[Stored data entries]
---

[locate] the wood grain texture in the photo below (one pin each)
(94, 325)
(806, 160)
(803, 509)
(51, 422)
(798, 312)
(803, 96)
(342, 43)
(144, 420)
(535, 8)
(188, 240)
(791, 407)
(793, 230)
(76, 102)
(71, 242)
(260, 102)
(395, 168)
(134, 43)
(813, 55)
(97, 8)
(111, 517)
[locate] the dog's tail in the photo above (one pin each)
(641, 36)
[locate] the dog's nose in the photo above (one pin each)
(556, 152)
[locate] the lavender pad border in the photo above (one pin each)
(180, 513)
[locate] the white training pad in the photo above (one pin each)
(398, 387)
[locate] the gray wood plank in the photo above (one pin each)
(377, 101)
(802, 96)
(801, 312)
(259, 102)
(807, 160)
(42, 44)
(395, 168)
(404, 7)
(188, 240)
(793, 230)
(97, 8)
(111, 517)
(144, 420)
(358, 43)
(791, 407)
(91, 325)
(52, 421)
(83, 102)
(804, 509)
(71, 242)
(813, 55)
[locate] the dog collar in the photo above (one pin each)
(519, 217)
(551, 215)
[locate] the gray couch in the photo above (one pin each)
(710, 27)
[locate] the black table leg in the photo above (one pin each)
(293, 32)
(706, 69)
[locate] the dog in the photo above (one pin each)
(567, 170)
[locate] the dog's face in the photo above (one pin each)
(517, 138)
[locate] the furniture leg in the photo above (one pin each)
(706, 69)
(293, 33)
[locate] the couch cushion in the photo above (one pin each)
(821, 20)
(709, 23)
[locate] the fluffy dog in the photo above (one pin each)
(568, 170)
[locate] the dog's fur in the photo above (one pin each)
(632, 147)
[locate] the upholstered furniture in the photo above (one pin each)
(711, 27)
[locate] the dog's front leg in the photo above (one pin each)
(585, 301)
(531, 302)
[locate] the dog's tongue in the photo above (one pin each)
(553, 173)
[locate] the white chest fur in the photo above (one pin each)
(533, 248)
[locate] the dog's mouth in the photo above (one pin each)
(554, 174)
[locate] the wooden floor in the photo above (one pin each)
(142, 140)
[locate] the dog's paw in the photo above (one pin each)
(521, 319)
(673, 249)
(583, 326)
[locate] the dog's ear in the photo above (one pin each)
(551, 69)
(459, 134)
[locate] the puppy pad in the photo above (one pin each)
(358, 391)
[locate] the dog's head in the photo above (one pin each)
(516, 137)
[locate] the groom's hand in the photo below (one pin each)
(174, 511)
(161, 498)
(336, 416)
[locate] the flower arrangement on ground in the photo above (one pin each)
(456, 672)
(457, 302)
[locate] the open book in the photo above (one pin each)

---

> _What the exercise asks_
Repeat every line of the records, exactly as given.

> _Finished exercise_
[locate] the wood grain texture in the photo below (one pin each)
(94, 325)
(806, 160)
(803, 509)
(51, 422)
(798, 312)
(803, 96)
(342, 43)
(144, 420)
(535, 8)
(188, 240)
(791, 407)
(793, 230)
(76, 102)
(71, 242)
(260, 102)
(395, 168)
(134, 43)
(813, 55)
(97, 8)
(111, 517)
[locate] the dog's tail in the photo above (one pin each)
(641, 36)
[locate] the dog's nose in the photo above (one pin each)
(556, 152)
[locate] the lavender pad border in the photo above (one pin each)
(180, 513)
[locate] the white training pad in the photo above (one pin each)
(398, 387)
[locate] the gray wood plank in the photo above (one pin each)
(377, 101)
(802, 96)
(801, 312)
(259, 102)
(807, 160)
(42, 44)
(395, 168)
(404, 7)
(188, 240)
(793, 230)
(97, 8)
(111, 517)
(144, 420)
(358, 43)
(791, 407)
(91, 325)
(52, 421)
(83, 102)
(804, 509)
(71, 242)
(813, 55)
[locate] the dog collar in the photo above (one pin each)
(519, 217)
(551, 215)
[locate] the gray couch in the photo above (one pin each)
(710, 27)
[locate] the black table leg in the photo above (one pin each)
(293, 32)
(706, 69)
[locate] the dog in the photo above (one pin each)
(567, 170)
[locate] the dog's face in the photo above (one pin each)
(517, 138)
[locate] the furniture leg in the photo above (one pin each)
(706, 69)
(293, 33)
[locate] the couch cushion in the photo above (one pin each)
(821, 20)
(709, 23)
[locate] the fluffy dog in the photo above (one pin each)
(568, 170)
[locate] the dog's fur in the photo above (one pin each)
(632, 147)
[locate] the upholstered furniture in the photo above (one pin each)
(711, 27)
[locate] the dog's front leg in the photo above (one pin each)
(585, 301)
(531, 302)
[locate] the dog's tongue in the photo above (one pin each)
(553, 173)
[locate] the white chest fur in the photo above (one pin each)
(533, 248)
[locate] the dog's mouth in the photo above (one pin each)
(554, 174)
[locate] the wooden floor in the photo above (one pin each)
(142, 140)
[locate] the dog's paw in the photo above (one pin each)
(521, 319)
(673, 249)
(583, 326)
[locate] the dog's ear in the photo above (one pin each)
(551, 69)
(459, 134)
[locate] the puppy pad in the photo above (one pin each)
(358, 391)
[locate] the dog's head in the photo above (one pin each)
(516, 137)
[locate] the groom's hand in the photo below (one pin each)
(174, 511)
(161, 498)
(336, 416)
[locate] the flower arrangement on ground in the photo above (one pin each)
(456, 672)
(457, 302)
[locate] the open book in the photo above (one pin each)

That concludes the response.